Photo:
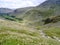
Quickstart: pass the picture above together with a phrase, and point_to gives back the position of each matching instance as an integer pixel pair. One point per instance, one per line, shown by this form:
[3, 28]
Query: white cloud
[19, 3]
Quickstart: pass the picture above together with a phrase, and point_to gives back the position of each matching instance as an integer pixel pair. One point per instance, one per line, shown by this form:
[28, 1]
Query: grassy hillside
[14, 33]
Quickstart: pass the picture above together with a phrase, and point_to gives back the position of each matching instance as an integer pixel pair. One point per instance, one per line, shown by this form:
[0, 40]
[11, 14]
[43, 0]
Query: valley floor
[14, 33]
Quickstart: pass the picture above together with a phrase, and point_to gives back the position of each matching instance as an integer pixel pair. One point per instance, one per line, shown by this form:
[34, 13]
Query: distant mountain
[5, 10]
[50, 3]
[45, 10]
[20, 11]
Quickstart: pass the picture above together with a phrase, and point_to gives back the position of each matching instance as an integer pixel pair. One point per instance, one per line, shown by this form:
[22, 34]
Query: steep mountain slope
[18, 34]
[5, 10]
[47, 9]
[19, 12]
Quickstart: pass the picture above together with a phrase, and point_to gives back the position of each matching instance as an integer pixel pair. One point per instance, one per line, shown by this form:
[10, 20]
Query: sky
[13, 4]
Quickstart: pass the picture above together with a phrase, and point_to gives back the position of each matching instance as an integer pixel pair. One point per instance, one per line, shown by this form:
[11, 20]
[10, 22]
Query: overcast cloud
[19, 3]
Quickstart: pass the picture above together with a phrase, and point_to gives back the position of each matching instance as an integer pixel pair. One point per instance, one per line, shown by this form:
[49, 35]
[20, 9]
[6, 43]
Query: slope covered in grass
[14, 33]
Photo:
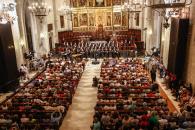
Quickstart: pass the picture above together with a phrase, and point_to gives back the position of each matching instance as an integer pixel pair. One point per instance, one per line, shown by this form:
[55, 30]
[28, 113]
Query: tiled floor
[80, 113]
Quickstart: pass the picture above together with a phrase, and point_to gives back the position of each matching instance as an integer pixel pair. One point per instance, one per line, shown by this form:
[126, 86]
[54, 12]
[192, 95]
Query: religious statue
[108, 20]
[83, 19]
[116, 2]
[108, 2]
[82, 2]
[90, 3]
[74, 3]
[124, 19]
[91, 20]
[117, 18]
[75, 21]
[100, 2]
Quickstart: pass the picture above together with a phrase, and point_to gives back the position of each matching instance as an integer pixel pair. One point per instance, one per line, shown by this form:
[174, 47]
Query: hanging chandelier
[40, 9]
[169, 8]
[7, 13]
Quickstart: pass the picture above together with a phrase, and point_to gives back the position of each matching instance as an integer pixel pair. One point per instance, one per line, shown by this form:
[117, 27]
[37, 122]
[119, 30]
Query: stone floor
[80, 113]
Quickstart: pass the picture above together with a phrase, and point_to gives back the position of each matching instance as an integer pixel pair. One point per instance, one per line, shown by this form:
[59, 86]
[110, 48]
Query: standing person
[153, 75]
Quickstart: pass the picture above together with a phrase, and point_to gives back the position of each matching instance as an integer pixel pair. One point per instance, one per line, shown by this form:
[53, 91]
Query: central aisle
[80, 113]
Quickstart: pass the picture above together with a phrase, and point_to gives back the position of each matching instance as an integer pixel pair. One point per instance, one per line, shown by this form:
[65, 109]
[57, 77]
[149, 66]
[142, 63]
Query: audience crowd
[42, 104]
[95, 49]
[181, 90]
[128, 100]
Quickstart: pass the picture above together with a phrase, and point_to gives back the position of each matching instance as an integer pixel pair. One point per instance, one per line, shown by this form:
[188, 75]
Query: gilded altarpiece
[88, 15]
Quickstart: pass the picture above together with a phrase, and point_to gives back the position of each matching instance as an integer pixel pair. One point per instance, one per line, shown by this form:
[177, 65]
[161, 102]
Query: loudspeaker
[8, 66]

» **EXERCISE OBJECTIVE**: Omit all pictures while transcribing the entries verbatim.

» **EXERCISE SOLUTION**:
Photo:
Quickstart: pass the picture above together with a phrase, and point_to gives back the position of each matching instance as an integer pixel pair. One point per instance, one per line, shown by this form:
[3, 28]
Query: white cloud
[19, 3]
Quickstart: pass the picture above together with a phrase, and point_to gives back the position of each matching instance as an integer pixel pair. One point per instance, one per line, shown by this form:
[28, 1]
Query: grassy hillside
[14, 33]
Quickstart: pass the picture above together with a phrase, and point_to gives back the position of each matching instance as an integer pixel pair. One point per instance, one per line, shown by this form:
[0, 40]
[11, 14]
[43, 0]
Query: valley floor
[14, 33]
Quickstart: pass the picture above together with a phrase, and point_to gives back the position of each matching instance as an integer pixel pair. One point per instance, one per line, shown by this form:
[34, 13]
Query: distant mountain
[5, 10]
[50, 3]
[45, 10]
[20, 11]
Quickstart: pass the picture above together with a phrase, and point_to gives back the position of each matching instance as an integer pixel pair. One point per instance, one per line, shown by this form:
[22, 34]
Query: steep mountain slope
[18, 34]
[5, 10]
[47, 9]
[19, 12]
Quickstart: pass the picture above together with a phrase, and point_to gives back the position of each matching instance as an integer pixel pair. One point per instance, one per line, shown by this form:
[10, 20]
Query: sky
[13, 4]
Quickstart: pass the picture above together with a phrase, and point_to gives back the position of each matching instance as an integer pixel pair. One point per instance, one per line, shown by this form:
[11, 20]
[10, 22]
Query: overcast cloud
[19, 3]
Quickstart: pass the picture above together with a phrase, and point_to gives back the position of each matching instance as an integer pixel pair. One point per instance, one per line, shown by this form:
[49, 35]
[20, 9]
[6, 43]
Query: slope covered in grass
[14, 33]
Photo:
Quickstart: pass the picture above together with a phrase, and point_to gives back the position of each matching instance as an integer pixel pair. One point per instance, one per line, shown by this form:
[55, 30]
[28, 113]
Query: tiled floor
[80, 113]
Quickstart: pass the picture above together with a phrase, and point_to gives back the position of each matching instance as an integer pixel pair. One point per instance, one per line, shown by this form:
[126, 86]
[54, 12]
[192, 95]
Query: religious statue
[108, 20]
[83, 19]
[116, 2]
[108, 2]
[82, 2]
[90, 3]
[74, 3]
[124, 19]
[91, 20]
[117, 18]
[75, 21]
[100, 2]
Quickstart: pass the picture above together with a phrase, and point_to gives back the position of each matching instance as an integer pixel pair. One point per instance, one per line, shown by this form:
[174, 47]
Query: hanging chandelier
[40, 9]
[169, 8]
[7, 13]
Quickstart: pass the picture above together with a phrase, and point_to gives back the position of each matching instance as an integer pixel pair. One point per instance, one per line, shown by this form:
[117, 27]
[37, 122]
[119, 30]
Query: stone floor
[80, 113]
Quickstart: pass the picture above together with a phrase, and point_to gives back the position of each matching instance as an integer pixel pair. One point per instance, one per line, shown by this form:
[59, 86]
[110, 48]
Query: standing person
[153, 75]
Quickstart: pass the picture above together with a phrase, and point_to gives back the position of each matching instance as an integer pixel pair. One point per instance, one per line, shown by this form:
[53, 91]
Query: central aisle
[80, 113]
Quickstart: pass the picture above together with a phrase, and point_to gives back the position of each matching instance as an integer pixel pair. One point per instance, one per line, shown by this form:
[65, 109]
[57, 77]
[149, 66]
[142, 63]
Query: audience crowd
[42, 104]
[95, 49]
[181, 90]
[128, 100]
Quickstart: pass the picture above together with a phrase, and point_to gives back the position of each matching instance as an integer pixel pair. One point per instance, one per line, shown by this form:
[188, 75]
Query: gilded altarpiece
[88, 15]
Quickstart: pass the picture above together with a phrase, and point_to gives back the position of each matching instance as an integer pixel pair. One point per instance, one per line, shown by this form:
[177, 65]
[161, 102]
Query: loudspeaker
[8, 66]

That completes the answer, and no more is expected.